### EXERCISE
From the opening line of the records through the line bearing "Above is an image. Please determine if any dark", set down every line exactly.

### DATA EXTRACTS
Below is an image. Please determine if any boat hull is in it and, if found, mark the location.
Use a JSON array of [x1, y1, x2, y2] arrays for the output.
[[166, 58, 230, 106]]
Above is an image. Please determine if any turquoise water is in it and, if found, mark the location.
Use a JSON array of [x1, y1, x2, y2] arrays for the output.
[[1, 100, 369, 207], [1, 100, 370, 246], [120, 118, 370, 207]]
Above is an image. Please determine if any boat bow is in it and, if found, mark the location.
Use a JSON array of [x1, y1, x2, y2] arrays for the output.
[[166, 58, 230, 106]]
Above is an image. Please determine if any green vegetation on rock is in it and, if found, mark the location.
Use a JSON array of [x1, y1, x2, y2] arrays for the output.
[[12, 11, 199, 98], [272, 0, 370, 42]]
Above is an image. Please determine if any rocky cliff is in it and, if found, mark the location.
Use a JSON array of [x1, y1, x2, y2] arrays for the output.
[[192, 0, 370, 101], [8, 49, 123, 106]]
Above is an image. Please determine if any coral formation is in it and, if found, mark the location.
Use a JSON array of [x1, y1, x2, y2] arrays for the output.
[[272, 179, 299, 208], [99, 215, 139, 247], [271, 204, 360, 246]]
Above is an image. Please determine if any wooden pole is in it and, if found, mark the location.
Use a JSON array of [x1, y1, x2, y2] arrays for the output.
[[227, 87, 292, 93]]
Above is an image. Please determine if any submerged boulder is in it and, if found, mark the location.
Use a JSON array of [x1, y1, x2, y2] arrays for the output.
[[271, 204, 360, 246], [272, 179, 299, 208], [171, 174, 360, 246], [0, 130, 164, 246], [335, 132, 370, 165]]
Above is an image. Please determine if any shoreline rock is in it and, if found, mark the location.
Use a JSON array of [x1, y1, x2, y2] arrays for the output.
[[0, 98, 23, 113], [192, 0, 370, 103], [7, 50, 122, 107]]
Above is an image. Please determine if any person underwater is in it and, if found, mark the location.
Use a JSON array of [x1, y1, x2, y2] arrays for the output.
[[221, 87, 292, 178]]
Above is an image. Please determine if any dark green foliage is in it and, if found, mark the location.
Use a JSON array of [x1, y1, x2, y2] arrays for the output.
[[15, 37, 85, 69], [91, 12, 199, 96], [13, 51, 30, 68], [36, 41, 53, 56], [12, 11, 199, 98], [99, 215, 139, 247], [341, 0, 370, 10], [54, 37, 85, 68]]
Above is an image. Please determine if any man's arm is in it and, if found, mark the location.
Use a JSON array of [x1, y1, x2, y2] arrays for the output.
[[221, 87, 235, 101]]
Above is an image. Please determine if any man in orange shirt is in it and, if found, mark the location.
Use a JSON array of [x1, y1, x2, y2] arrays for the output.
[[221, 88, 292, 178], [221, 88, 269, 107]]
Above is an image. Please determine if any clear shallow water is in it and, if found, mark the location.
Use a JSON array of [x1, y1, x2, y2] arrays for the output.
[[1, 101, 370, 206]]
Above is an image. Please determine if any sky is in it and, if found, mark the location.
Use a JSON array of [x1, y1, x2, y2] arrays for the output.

### RESPONSE TO THIS EXERCISE
Below is an image. Please determine if any boat hull is in it and, if found, mark the location.
Use a JSON array of [x1, y1, x2, y2] arrays for the output.
[[166, 58, 230, 106]]
Above is an image. Please determine if any turquoise water is in it and, if found, mark the location.
Use a JSON array of [x1, y1, x2, y2] arrays for the output.
[[1, 100, 369, 207], [1, 100, 370, 246], [120, 118, 370, 207]]
Above is an image. Please determine if any boat bow is in it and, if found, mark the location.
Use a JSON array of [x1, y1, x2, y2] arrays for the output.
[[166, 58, 230, 106]]
Above is an image. Please determine if any green vegetation on rock is in it and, if found, mark the location.
Use a JSON array of [x1, y1, x2, y2] arrays for the output.
[[12, 11, 199, 98], [272, 0, 370, 42]]
Above is an image. Please determine if any rocky cliff is in it and, if found, mark the location.
Use a JSON array of [x1, y1, x2, y2] arrays for the output.
[[192, 0, 370, 101], [8, 49, 123, 106]]
Above is an image. Please determine if any coral formation is in it and, if found, mark the location.
Use a JSON array of [x1, y1, x2, y2] arrays for the output.
[[272, 179, 299, 208], [99, 215, 139, 247], [271, 204, 360, 246]]
Above is an image. Please determine if any wooden pole is in it and, if found, mark the location.
Use a JSON array of [x1, y1, x2, y2] arrays for the output.
[[227, 87, 292, 93]]
Above is an image. Please determine if any submerged boulder is in it and, if found, mark the location.
Use a JSON array of [x1, y1, x2, y2] arrays for the output.
[[271, 204, 360, 246], [272, 179, 299, 208], [171, 174, 360, 246], [0, 130, 164, 246], [335, 132, 370, 165]]
Above is an image. Please determine if any shoreline rock is in it and, if found, mark the location.
Use a JSON array of [x1, y1, x2, y2] arrays for the output.
[[0, 98, 23, 113], [192, 0, 370, 103], [7, 50, 122, 107]]
Above is an image. Please determine if any person underwater is in it and, if found, mark the location.
Use a JSON array of [x1, y1, x2, y2] arrays for the output.
[[221, 87, 292, 178]]
Above is an image. Please determine if any dark green foliage is in it and, if found, mark the location.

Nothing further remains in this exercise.